+++ Data

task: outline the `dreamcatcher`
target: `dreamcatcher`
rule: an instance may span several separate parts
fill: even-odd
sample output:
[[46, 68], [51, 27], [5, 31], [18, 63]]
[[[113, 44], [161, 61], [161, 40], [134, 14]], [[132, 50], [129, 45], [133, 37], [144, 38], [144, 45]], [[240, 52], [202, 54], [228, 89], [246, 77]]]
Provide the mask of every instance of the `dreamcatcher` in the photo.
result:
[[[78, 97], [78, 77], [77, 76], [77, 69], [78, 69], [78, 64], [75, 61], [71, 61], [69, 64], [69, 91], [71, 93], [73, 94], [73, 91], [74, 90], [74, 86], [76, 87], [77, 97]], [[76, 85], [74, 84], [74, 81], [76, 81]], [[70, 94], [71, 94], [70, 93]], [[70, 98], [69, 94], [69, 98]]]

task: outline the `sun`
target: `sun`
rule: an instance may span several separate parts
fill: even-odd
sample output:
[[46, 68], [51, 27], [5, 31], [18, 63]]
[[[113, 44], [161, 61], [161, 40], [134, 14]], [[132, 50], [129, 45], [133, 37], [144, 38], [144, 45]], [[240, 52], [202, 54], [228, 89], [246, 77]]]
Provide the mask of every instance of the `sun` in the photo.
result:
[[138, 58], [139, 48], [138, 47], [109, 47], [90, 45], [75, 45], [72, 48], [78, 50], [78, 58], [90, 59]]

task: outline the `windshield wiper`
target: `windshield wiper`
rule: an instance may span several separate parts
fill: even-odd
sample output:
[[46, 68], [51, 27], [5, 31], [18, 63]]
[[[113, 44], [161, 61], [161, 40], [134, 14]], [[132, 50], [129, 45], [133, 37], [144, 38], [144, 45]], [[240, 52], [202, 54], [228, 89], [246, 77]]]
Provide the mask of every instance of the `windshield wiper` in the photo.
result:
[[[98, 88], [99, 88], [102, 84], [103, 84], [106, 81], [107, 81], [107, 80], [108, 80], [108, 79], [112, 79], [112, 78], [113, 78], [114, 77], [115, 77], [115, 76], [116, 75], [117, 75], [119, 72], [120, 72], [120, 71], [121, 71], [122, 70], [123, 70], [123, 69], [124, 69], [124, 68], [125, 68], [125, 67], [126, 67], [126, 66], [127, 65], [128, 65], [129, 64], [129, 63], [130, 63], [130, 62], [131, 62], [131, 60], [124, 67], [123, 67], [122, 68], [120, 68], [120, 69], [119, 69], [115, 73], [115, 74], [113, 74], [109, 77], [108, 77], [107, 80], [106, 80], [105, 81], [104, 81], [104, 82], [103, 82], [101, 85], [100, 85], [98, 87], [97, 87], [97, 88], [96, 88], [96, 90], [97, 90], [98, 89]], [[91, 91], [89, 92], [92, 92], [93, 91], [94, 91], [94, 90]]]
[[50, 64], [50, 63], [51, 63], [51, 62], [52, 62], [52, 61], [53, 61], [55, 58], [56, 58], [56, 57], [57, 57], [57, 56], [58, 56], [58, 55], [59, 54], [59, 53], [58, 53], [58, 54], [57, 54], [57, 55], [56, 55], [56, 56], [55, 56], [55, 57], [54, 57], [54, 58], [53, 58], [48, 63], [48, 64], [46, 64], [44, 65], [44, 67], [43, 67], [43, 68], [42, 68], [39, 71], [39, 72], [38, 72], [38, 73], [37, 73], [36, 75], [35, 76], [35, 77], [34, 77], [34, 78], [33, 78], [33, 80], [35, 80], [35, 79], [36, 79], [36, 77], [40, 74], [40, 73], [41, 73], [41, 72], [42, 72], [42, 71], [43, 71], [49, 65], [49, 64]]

++++++

- _What to do_:
Reproduce all of the data above word for word.

- _Correct result_:
task: outline the `dreamcatcher`
target: `dreamcatcher`
rule: an instance may span several separate parts
fill: even-odd
sample output:
[[46, 68], [51, 27], [5, 31], [18, 63]]
[[[113, 44], [161, 61], [161, 40], [134, 14]], [[132, 50], [129, 45], [133, 37], [144, 38], [144, 45]], [[240, 52], [202, 54], [228, 89], [246, 77]]]
Provide the mask of every instance of the `dreamcatcher` in the photo.
result:
[[[78, 97], [78, 77], [77, 76], [77, 69], [78, 69], [78, 64], [75, 61], [71, 61], [69, 64], [69, 91], [71, 93], [73, 94], [73, 91], [74, 90], [74, 86], [76, 87], [77, 97]], [[76, 85], [74, 84], [74, 81], [76, 81]], [[70, 94], [71, 94], [70, 93]], [[70, 98], [69, 94], [69, 98]]]

task: outline the `sun`
target: `sun`
rule: an instance may span several separate parts
fill: even-odd
sample output:
[[46, 68], [51, 27], [5, 31], [18, 63]]
[[[113, 44], [161, 61], [161, 40], [134, 14]], [[132, 50], [129, 45], [133, 37], [144, 38], [144, 45]], [[240, 52], [202, 54], [228, 89], [246, 77]]]
Provide the mask of every instance of the `sun` in the photo.
result:
[[138, 58], [139, 48], [138, 47], [109, 47], [90, 45], [75, 45], [72, 48], [78, 50], [78, 58], [90, 59]]

task: outline the `windshield wiper`
target: `windshield wiper`
rule: an instance may span several separate parts
fill: even-odd
sample output:
[[46, 68], [51, 27], [5, 31], [18, 63]]
[[[113, 44], [161, 61], [161, 40], [134, 14]], [[132, 50], [129, 45], [133, 37], [144, 38], [144, 45]], [[240, 52], [202, 54], [228, 89], [246, 77]]]
Provide the mask of every instance of the `windshield wiper` in the photo.
result:
[[[98, 88], [99, 88], [102, 84], [103, 84], [106, 81], [107, 81], [107, 80], [108, 80], [108, 79], [112, 79], [112, 78], [113, 78], [114, 77], [115, 77], [115, 76], [116, 75], [117, 75], [119, 72], [120, 72], [120, 71], [121, 71], [122, 70], [123, 70], [123, 69], [124, 69], [124, 68], [125, 68], [125, 67], [126, 67], [126, 66], [127, 65], [128, 65], [129, 64], [129, 63], [130, 63], [130, 62], [131, 62], [131, 60], [124, 67], [123, 67], [122, 68], [120, 68], [120, 69], [119, 69], [115, 73], [115, 74], [113, 74], [109, 77], [108, 77], [107, 80], [106, 80], [105, 81], [104, 81], [104, 82], [103, 82], [101, 85], [100, 85], [98, 87], [97, 87], [97, 88], [96, 88], [96, 90], [97, 90], [98, 89]], [[91, 91], [89, 92], [92, 92], [93, 91], [94, 91], [94, 90]]]
[[50, 64], [50, 63], [51, 63], [51, 62], [52, 62], [52, 61], [53, 61], [55, 58], [56, 58], [56, 57], [57, 57], [57, 56], [58, 56], [58, 55], [59, 54], [59, 53], [58, 53], [58, 54], [57, 54], [57, 55], [56, 55], [56, 56], [55, 56], [55, 57], [54, 57], [54, 58], [53, 58], [48, 63], [48, 64], [46, 64], [44, 65], [44, 67], [43, 67], [43, 68], [42, 68], [39, 71], [39, 72], [38, 72], [38, 73], [37, 73], [36, 75], [35, 76], [35, 77], [34, 77], [34, 78], [33, 78], [33, 80], [35, 80], [35, 79], [36, 79], [36, 77], [40, 74], [40, 73], [41, 73], [41, 72], [42, 72], [42, 71], [43, 71], [49, 65], [49, 64]]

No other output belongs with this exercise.